» **Objectif 1**
Pour chacune des affirmations suivantes, dites par oui ou par non si elle concorde avec le texte sur la joie, puis citez les mots du texte qui tranchent : (a) la joie prend parfois la forme d’un geyser ; (b) il est facile de générer la joie artificiellement dans les cœurs ; (c) l’apprentissage est décrit comme une expérience fondamentalement triste.

» **Texte à lire**
··········

La Joie est une grâce ! Mais d’où vient-elle ? Qu’est-ce qui la fait advenir ? Il y a là quelque chose d’un peu mystérieux, reconnaissons-le. Et, de fait, il est bien difficile de la générer artificiellement dans les cœurs. La joie prend parfois la forme d’un geyser, une sorte de jaillissement, inattendu, soudain. Elle peut aussi être une lumière diffuse, qui éclaire progressivement d’une douce clarté le quotidien d’une vie. C’est pourquoi, il n’est pas hors de propos de parler d’une « grâce » : il se trouve que cela est donné.
Mais nous pouvons accueillir ou faire obstacle à ce don de la joie. Cela relève de notre liberté. Notre manière de regarder le monde, de traverser le quotidien et d’appréhender l’ordinaire de la vie : tout cela peut libérer ou entraver la joie. Nos yeux, nos oreilles, nos cœurs sont-ils ouverts ou fermés ? N’y a-t-il pas une part de nous-même qui peut laisser s’installer ou, au contraire, se débarrasser du filtre qui assombrit le quotidien ? Oui, il est possible de se laisser voler la joie !
A l’occasion de cette rentrée scolaire, il ne manque pas de motifs pour assombrir ce quotidien et laisser s’installer ce filtre grisonnant qui fait perdre toute couleur à la vie. A nous d’examiner notre manière de regarder, d’écouter, d’accueillir.
« Ne pas nous laisser voler notre joie », c’est accueillir le sourire d’un enfant ; communier à l’enthousiasme de nos élèves ; apprécier les sauts de maturité qui sont franchis ; être témoin d’une illumination du quotidien (« Madame, … enfin j’ai compris ! ») et ainsi de suite. Une rentrée scolaire, ce sont de nouveaux espoirs, de nouveaux collègues, ce sont de nouveaux départs. C’est une classe nouvelle qui se forme, différente de toutes les autres passées.
Oui, nous faisons tous l’expérience qu’un collectif peut être « vertueux », c’est-à-dire qu’il peut soutenir l’individu dans un rapport mutuel solidaire et bienveillant. Nous le croyons et nous essayons de le mettre en œuvre du mieux que nous le pouvons dans nos établissements.
Oui, nous continuons de croire que l’apprentissage est une expérience fondamentalement joyeuse ! Chaque maître, chaque éducateur, chaque personnel : toutes et tous, nous sommes au service de ces jeunes qui portent dans le cœur de grandes espérances. Ils ont cela en eux, même s’il faudra parfois traverser des carapaces successives de résistance, d’opposition, peut-être même de bêtise ou de méchanceté. Mais l’être humain est ainsi fait, mélange d’eau, de glaise et de souffle. La philosophe Simone Weil ne parlait-elle pas de la pesanteur et de la grâce ?
Le contexte, lui aussi, semble fait pour nous ôter notre joie. Depuis quelques années, on nous a beaucoup parlé de contrôles, d’indices, de statistiques, etc. De performance et d’efficacité espérées : celles d’un système scolaire, celles des adultes engagés en éducation, celles des élèves. A en croire certains, l’Enseignement catholique semble se confondre avec inégalité sociale, élitisme, infraction à la liberté de conscience, mésusage des moyens donnés par l’Etat. Le climat est tendu et la confiance parfois très abîmée. Quel gâchis !

··········

» **Liste**
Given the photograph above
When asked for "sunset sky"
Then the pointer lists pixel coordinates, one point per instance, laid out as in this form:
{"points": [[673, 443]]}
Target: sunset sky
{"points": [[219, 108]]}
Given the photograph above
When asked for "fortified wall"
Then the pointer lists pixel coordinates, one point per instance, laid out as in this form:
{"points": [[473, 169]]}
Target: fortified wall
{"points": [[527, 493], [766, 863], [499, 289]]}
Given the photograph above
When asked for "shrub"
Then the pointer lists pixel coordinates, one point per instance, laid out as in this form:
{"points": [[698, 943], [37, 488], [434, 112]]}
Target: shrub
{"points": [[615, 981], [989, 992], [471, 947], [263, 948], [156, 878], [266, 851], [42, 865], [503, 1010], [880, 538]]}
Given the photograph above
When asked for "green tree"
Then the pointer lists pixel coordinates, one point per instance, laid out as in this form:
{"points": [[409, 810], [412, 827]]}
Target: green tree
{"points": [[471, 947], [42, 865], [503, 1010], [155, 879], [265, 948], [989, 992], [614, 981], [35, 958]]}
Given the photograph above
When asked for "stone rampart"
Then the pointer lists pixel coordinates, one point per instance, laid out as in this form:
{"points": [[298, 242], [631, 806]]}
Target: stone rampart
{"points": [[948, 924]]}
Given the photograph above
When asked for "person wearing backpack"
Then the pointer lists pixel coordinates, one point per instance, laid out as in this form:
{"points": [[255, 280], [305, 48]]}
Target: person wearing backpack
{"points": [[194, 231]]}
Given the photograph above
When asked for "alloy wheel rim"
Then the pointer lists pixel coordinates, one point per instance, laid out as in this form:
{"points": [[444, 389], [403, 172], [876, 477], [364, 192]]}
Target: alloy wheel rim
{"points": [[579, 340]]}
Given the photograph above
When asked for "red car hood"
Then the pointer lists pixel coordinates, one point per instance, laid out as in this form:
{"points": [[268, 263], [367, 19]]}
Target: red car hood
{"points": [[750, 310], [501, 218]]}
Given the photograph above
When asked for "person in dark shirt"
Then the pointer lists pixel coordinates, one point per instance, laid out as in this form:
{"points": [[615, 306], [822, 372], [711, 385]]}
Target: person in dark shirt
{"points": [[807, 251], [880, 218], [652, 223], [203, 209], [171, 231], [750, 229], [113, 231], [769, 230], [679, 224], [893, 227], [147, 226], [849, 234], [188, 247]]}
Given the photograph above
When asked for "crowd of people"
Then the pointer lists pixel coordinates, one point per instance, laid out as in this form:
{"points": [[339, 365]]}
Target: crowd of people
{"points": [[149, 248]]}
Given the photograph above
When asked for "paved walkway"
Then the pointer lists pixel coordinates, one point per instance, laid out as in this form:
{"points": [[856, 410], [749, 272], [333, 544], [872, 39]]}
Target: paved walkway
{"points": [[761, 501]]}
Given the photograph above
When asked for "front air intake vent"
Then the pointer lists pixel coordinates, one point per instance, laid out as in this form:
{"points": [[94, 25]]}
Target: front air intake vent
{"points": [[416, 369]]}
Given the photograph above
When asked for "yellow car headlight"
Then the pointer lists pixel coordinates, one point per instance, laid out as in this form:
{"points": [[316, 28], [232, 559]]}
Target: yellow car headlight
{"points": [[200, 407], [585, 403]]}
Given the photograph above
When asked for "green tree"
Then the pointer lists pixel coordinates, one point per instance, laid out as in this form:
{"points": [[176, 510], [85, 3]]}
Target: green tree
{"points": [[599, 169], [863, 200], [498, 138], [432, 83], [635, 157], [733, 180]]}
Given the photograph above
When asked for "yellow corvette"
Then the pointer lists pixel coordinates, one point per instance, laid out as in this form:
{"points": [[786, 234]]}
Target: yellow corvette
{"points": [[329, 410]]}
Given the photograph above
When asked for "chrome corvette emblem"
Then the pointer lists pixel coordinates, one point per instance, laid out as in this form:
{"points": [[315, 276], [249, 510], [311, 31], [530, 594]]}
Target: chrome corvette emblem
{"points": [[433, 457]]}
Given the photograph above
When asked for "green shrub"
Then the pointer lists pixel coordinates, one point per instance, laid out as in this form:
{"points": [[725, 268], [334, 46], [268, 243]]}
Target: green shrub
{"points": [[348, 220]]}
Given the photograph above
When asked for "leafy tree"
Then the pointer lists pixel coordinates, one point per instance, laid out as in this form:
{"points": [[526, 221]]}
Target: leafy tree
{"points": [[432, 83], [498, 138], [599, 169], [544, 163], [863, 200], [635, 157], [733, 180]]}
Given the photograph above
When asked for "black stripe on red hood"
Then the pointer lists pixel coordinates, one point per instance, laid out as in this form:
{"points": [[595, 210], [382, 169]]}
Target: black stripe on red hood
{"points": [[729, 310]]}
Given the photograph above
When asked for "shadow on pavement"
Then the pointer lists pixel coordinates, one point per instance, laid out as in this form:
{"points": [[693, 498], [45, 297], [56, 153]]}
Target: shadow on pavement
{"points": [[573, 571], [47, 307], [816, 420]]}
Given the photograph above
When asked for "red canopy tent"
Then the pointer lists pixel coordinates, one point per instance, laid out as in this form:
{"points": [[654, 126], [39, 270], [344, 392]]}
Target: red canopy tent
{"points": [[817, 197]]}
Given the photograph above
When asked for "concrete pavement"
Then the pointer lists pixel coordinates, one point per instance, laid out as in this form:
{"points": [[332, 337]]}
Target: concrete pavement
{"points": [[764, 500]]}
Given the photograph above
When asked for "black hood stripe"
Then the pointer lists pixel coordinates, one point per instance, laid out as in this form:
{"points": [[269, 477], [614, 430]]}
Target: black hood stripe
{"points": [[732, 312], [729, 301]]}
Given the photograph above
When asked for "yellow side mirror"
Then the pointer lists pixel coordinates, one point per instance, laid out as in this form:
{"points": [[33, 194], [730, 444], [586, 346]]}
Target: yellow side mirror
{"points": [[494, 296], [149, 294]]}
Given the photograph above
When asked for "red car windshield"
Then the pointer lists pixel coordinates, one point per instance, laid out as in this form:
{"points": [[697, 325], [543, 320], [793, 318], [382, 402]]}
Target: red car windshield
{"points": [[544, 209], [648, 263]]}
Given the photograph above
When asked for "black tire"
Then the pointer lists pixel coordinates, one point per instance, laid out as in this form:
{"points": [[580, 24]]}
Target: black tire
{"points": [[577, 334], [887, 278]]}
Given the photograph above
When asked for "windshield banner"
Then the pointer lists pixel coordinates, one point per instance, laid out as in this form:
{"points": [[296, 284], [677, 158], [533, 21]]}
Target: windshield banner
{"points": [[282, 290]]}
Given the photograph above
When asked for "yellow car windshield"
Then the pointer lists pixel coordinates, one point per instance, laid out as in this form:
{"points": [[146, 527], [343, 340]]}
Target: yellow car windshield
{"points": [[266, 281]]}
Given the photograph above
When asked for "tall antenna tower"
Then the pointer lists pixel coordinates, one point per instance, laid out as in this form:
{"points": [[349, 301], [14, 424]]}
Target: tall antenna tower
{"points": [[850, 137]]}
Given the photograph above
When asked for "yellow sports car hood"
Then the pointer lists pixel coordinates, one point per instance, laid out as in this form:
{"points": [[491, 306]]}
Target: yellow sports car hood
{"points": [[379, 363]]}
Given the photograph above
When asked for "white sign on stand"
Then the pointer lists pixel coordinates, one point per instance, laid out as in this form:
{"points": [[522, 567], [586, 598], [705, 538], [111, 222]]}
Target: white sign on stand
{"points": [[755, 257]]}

··········

» **Objectif 2**
Repérez toutes les lignes des enregistrements qui contiennent la chaîne « person », en tenant compte de la casse, et recopiez-les.

» **Réponse attendue 1**
(a) Oui : « La joie prend parfois la forme d’un geyser »
(b) Non : « il est bien difficile de la générer artificiellement dans les cœurs »
(c) Non : « l’apprentissage est une expérience fondamentalement joyeuse »

» **Réponse attendue 2**
When asked for "person wearing backpack"
Target: person wearing backpack
When asked for "person in dark shirt"
Target: person in dark shirt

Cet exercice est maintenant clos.